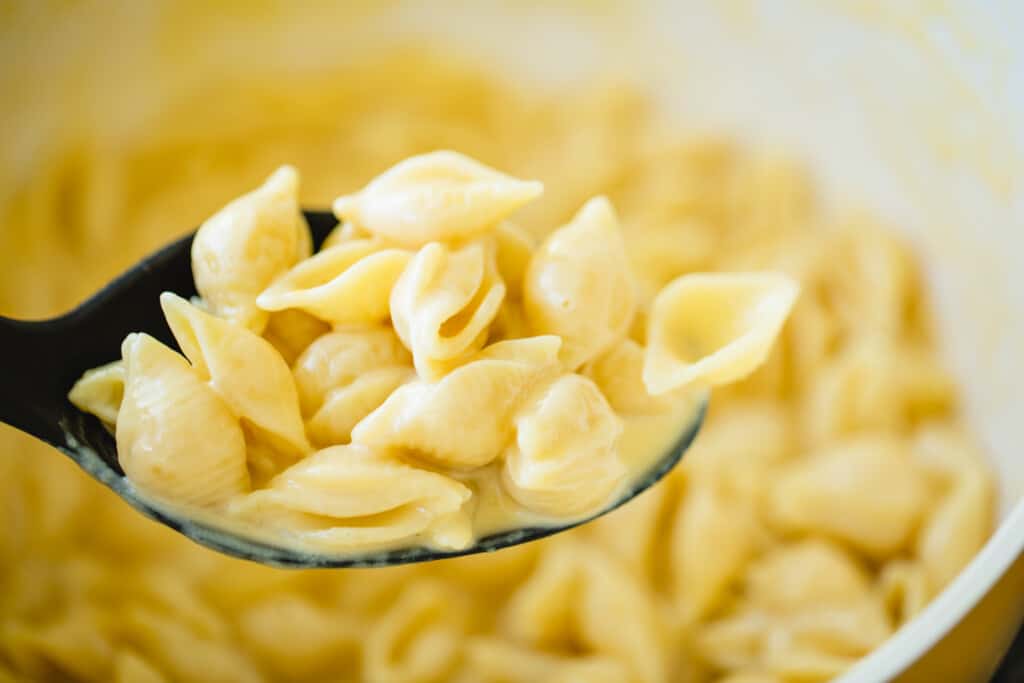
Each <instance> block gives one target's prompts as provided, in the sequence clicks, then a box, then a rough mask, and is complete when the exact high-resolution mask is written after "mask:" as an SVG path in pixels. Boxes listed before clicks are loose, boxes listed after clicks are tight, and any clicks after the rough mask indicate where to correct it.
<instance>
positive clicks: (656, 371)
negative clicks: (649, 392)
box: [643, 274, 798, 395]
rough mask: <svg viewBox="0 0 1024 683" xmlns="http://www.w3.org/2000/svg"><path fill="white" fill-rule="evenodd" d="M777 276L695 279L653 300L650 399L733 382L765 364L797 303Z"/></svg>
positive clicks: (649, 373)
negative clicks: (794, 306)
mask: <svg viewBox="0 0 1024 683" xmlns="http://www.w3.org/2000/svg"><path fill="white" fill-rule="evenodd" d="M797 293H798V287H797V286H796V285H795V284H794V282H793V281H791V280H790V279H787V278H784V276H781V275H776V274H742V275H740V274H692V275H684V276H682V278H680V279H679V280H676V281H674V282H673V283H671V284H670V285H669V286H667V287H666V288H665V289H664V290H662V291H660V292H659V293H658V295H657V296H656V297H655V298H654V301H653V303H652V304H651V311H650V313H649V323H648V330H647V344H648V348H647V356H646V358H645V359H644V371H643V378H644V384H645V385H646V386H647V390H648V391H650V393H652V394H655V395H656V394H660V393H665V392H666V391H670V390H673V389H678V388H681V387H685V386H689V385H697V386H715V385H717V384H725V383H728V382H735V381H736V380H739V379H742V378H743V377H745V376H748V375H750V374H751V373H752V372H753V371H754V370H755V369H756V368H757V367H758V366H760V365H761V364H762V362H764V360H765V358H766V357H767V356H768V352H769V351H770V350H771V344H772V342H773V341H774V339H775V337H776V336H777V335H778V333H779V330H781V328H782V324H783V323H784V322H785V318H786V316H787V315H788V313H790V310H791V308H792V307H793V304H794V301H795V300H796V298H797Z"/></svg>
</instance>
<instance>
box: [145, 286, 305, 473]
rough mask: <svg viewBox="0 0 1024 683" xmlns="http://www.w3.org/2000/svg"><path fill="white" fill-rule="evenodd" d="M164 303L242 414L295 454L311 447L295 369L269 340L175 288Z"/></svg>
mask: <svg viewBox="0 0 1024 683" xmlns="http://www.w3.org/2000/svg"><path fill="white" fill-rule="evenodd" d="M160 305H161V306H162V307H163V309H164V315H166V316H167V323H168V325H169V326H170V328H171V332H172V333H173V334H174V338H175V339H176V340H177V342H178V344H179V345H180V346H181V350H182V351H183V352H184V354H185V356H186V357H187V358H188V359H189V360H190V361H191V364H193V367H194V368H195V369H196V372H197V373H198V374H199V375H200V376H201V377H203V378H204V379H207V380H209V382H210V386H212V387H213V388H214V390H216V391H217V393H219V394H220V395H221V396H222V397H223V398H224V400H225V401H226V402H227V404H228V405H229V407H230V408H231V410H232V411H233V412H234V414H236V415H237V416H239V417H240V418H242V419H245V420H247V421H248V422H249V423H250V424H251V425H252V426H253V427H255V428H257V429H258V430H259V431H260V433H261V434H266V435H269V436H270V437H271V439H272V441H273V442H274V444H281V446H282V447H285V449H287V450H288V451H289V452H290V453H292V454H293V455H296V456H297V455H300V454H304V453H306V452H308V451H309V443H308V441H307V440H306V436H305V430H304V429H303V426H302V416H301V414H300V413H299V396H298V392H297V391H296V388H295V382H294V380H293V379H292V372H291V370H289V368H288V366H287V365H286V364H285V360H284V358H282V357H281V355H280V354H279V353H278V351H276V350H275V349H274V348H273V346H272V345H271V344H270V343H269V342H268V341H266V340H265V339H263V338H261V337H259V336H257V335H255V334H253V333H252V332H250V331H249V330H247V329H245V328H242V327H239V326H237V325H231V324H230V323H228V322H226V321H222V319H221V318H219V317H216V316H214V315H210V314H209V313H205V312H203V311H202V310H200V309H199V308H197V307H196V306H193V305H191V304H189V303H188V302H187V301H185V300H184V299H182V298H181V297H179V296H176V295H174V294H171V293H170V292H165V293H164V294H162V295H161V296H160Z"/></svg>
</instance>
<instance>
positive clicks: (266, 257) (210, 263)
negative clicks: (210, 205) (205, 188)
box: [191, 166, 312, 333]
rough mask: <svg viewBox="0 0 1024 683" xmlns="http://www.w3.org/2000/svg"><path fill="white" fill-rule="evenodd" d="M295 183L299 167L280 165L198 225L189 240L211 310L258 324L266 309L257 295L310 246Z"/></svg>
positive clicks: (252, 327) (298, 259)
mask: <svg viewBox="0 0 1024 683" xmlns="http://www.w3.org/2000/svg"><path fill="white" fill-rule="evenodd" d="M298 187H299V175H298V172H297V171H296V170H295V169H294V168H293V167H291V166H282V167H281V168H279V169H278V170H276V171H274V173H273V174H272V175H271V176H270V177H269V178H267V180H266V182H264V183H263V184H262V185H261V186H260V187H258V188H256V189H255V190H253V191H251V193H249V194H248V195H244V196H242V197H240V198H239V199H237V200H234V201H233V202H231V203H230V204H228V205H227V206H225V207H224V208H223V209H221V210H220V211H218V212H217V213H216V214H214V215H213V216H211V217H210V218H209V219H207V221H206V222H205V223H203V225H202V226H200V228H199V231H198V232H197V233H196V239H195V240H194V241H193V246H191V262H193V274H194V276H195V279H196V289H197V290H199V293H200V295H201V296H202V297H203V299H204V300H205V301H206V302H207V304H208V306H209V308H210V311H211V312H213V313H216V314H217V315H220V316H222V317H225V318H227V319H229V321H231V322H233V323H238V324H240V325H244V326H246V327H247V328H249V329H251V330H253V331H254V332H257V333H258V332H261V331H262V330H263V327H264V326H265V325H266V313H265V312H264V311H262V310H260V309H259V308H258V307H257V305H256V297H257V296H258V295H259V293H260V292H262V291H263V290H264V289H266V288H267V286H269V285H270V283H271V282H273V281H274V280H275V279H276V278H278V276H280V275H281V274H283V273H284V272H285V271H287V270H288V269H289V268H290V267H292V265H294V264H295V263H296V262H297V261H299V260H300V259H304V258H306V257H308V256H309V254H310V252H311V244H312V243H311V239H310V236H309V227H308V226H307V225H306V221H305V218H304V217H303V216H302V212H301V210H300V209H299V200H298Z"/></svg>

· · ·

• _REQUIRED ACTION_: Please write out every line of the rows above as a numbered list, skipping any blank lines and leaving out the pictures.

• _ANSWER TO THIS EXERCISE_:
1. Each <instance> block gives one target's prompts as provided, in the sequence clicks, then a box, then a rough mask, and is complete when the exact high-resolution mask is written after "mask:" as an SVG path in pixels. Boxes listed before clicks are loose, boxes listed after clicks are tight, and any clicks after the rough mask indicate where to correct it.
2. <instance>
3. positive clicks: (656, 371)
4. negative clicks: (649, 392)
5. box: [643, 274, 798, 395]
6. rough mask: <svg viewBox="0 0 1024 683" xmlns="http://www.w3.org/2000/svg"><path fill="white" fill-rule="evenodd" d="M777 276L695 279L653 300L650 399L733 382L765 364L797 303Z"/></svg>
7. positive clicks: (649, 373)
8. negative clicks: (794, 306)
9. mask: <svg viewBox="0 0 1024 683" xmlns="http://www.w3.org/2000/svg"><path fill="white" fill-rule="evenodd" d="M797 293H798V287H797V286H796V285H795V284H794V282H793V281H791V280H790V279H787V278H784V276H781V275H776V274H742V275H740V274H692V275H684V276H682V278H680V279H679V280H676V281H674V282H673V283H671V284H670V285H669V286H667V287H666V288H665V289H664V290H662V291H660V292H659V293H658V295H657V296H656V297H655V298H654V301H653V303H652V304H651V311H650V313H649V323H648V330H647V344H648V348H647V356H646V358H645V359H644V371H643V378H644V384H645V385H646V386H647V390H648V391H650V393H652V394H655V395H656V394H660V393H665V392H666V391H670V390H673V389H678V388H681V387H685V386H689V385H697V386H715V385H717V384H725V383H728V382H735V381H736V380H739V379H742V378H743V377H745V376H748V375H750V374H751V373H752V372H753V371H754V370H755V369H756V368H757V367H758V366H760V365H761V364H762V362H764V360H765V358H766V357H767V356H768V352H769V351H770V350H771V344H772V342H773V341H774V339H775V337H776V336H777V335H778V333H779V330H781V328H782V324H783V323H784V322H785V318H786V316H787V315H788V313H790V310H791V308H792V307H793V304H794V301H795V300H796V298H797Z"/></svg>
10. </instance>
11. <instance>
12. box: [145, 286, 305, 473]
13. rough mask: <svg viewBox="0 0 1024 683" xmlns="http://www.w3.org/2000/svg"><path fill="white" fill-rule="evenodd" d="M164 303L242 414L295 454L311 447L295 369L269 340L175 288Z"/></svg>
14. mask: <svg viewBox="0 0 1024 683" xmlns="http://www.w3.org/2000/svg"><path fill="white" fill-rule="evenodd" d="M160 305H161V306H162V307H163V309H164V315H166V316H167V323H168V325H169V326H170V328H171V332H172V333H173V334H174V338H175V339H176V340H177V342H178V344H179V345H180V346H181V350H182V351H183V352H184V354H185V356H186V357H187V358H188V359H189V360H190V361H191V364H193V367H194V368H195V369H196V372H197V373H198V374H199V375H200V376H201V377H203V378H204V379H207V380H209V382H210V386H212V387H213V388H214V390H216V391H217V393H219V394H220V395H221V396H222V397H223V398H224V400H225V401H226V402H227V404H228V405H229V407H230V408H231V410H232V411H233V412H234V414H236V415H237V416H239V417H240V418H242V419H245V420H247V421H248V422H249V423H250V424H251V425H252V426H253V427H255V428H257V429H258V430H259V431H260V433H261V434H266V435H269V436H270V437H271V439H272V441H273V442H274V444H281V446H282V447H285V449H287V450H288V451H289V452H290V453H292V454H293V455H296V456H297V455H300V454H304V453H306V452H308V451H309V443H308V441H307V440H306V436H305V430H304V429H303V426H302V416H301V414H300V413H299V396H298V392H297V391H296V388H295V382H294V380H293V379H292V372H291V370H289V368H288V366H287V365H286V364H285V360H284V358H282V357H281V355H280V354H279V353H278V351H276V350H275V349H274V348H273V346H272V345H271V344H270V343H269V342H268V341H266V340H265V339H263V338H261V337H259V336H257V335H255V334H253V333H252V332H250V331H249V330H247V329H245V328H242V327H239V326H237V325H231V324H230V323H228V322H226V321H222V319H221V318H219V317H216V316H214V315H210V314H209V313H205V312H203V311H202V310H200V309H199V308H197V307H196V306H193V305H191V304H189V303H188V302H187V301H185V300H184V299H182V298H181V297H179V296H176V295H174V294H171V293H170V292H165V293H164V294H162V295H161V296H160Z"/></svg>
15. </instance>
16. <instance>
17. positive clicks: (266, 257) (210, 263)
18. negative clicks: (210, 205) (205, 188)
19. box: [191, 166, 312, 333]
20. rough mask: <svg viewBox="0 0 1024 683" xmlns="http://www.w3.org/2000/svg"><path fill="white" fill-rule="evenodd" d="M295 183L299 167L280 165L198 225L189 240L211 310L258 324L266 309L257 295L310 246Z"/></svg>
21. positive clicks: (252, 327) (298, 259)
22. mask: <svg viewBox="0 0 1024 683" xmlns="http://www.w3.org/2000/svg"><path fill="white" fill-rule="evenodd" d="M298 187H299V175H298V172H297V171H296V170H295V169H294V168H293V167H291V166H282V167H281V168H279V169H278V170H276V171H274V173H273V174H272V175H271V176H270V177H269V178H267V180H266V182H264V183H263V184H262V185H261V186H260V187H258V188H256V189H255V190H253V191H251V193H249V194H248V195H244V196H242V197H240V198H239V199H237V200H234V201H233V202H231V203H230V204H228V205H227V206H225V207H224V208H223V209H221V210H220V211H218V212H217V213H216V214H214V215H213V216H211V217H210V218H209V219H207V221H206V222H205V223H203V225H202V226H200V228H199V231H198V232H197V233H196V239H195V240H194V241H193V246H191V262H193V274H194V276H195V279H196V289H197V290H199V293H200V295H201V296H202V297H203V299H204V300H205V301H206V302H207V304H208V306H209V308H210V311H211V312H213V313H216V314H217V315H220V316H222V317H225V318H227V319H229V321H231V322H233V323H238V324H240V325H244V326H246V327H247V328H249V329H251V330H253V331H254V332H257V333H258V332H261V331H262V330H263V327H264V326H265V325H266V313H265V312H264V311H262V310H260V309H259V308H258V307H257V305H256V297H257V296H258V295H259V293H260V292H262V291H263V290H264V289H266V288H267V286H269V285H270V283H271V282H273V281H274V280H275V279H276V278H278V276H280V275H281V274H283V273H284V272H285V271H287V270H288V269H289V268H290V267H292V265H294V264H295V263H296V262H297V261H299V260H300V259H304V258H306V257H308V256H309V254H310V252H311V244H312V243H311V239H310V236H309V227H308V226H307V225H306V221H305V218H304V217H303V216H302V212H301V210H300V209H299V200H298Z"/></svg>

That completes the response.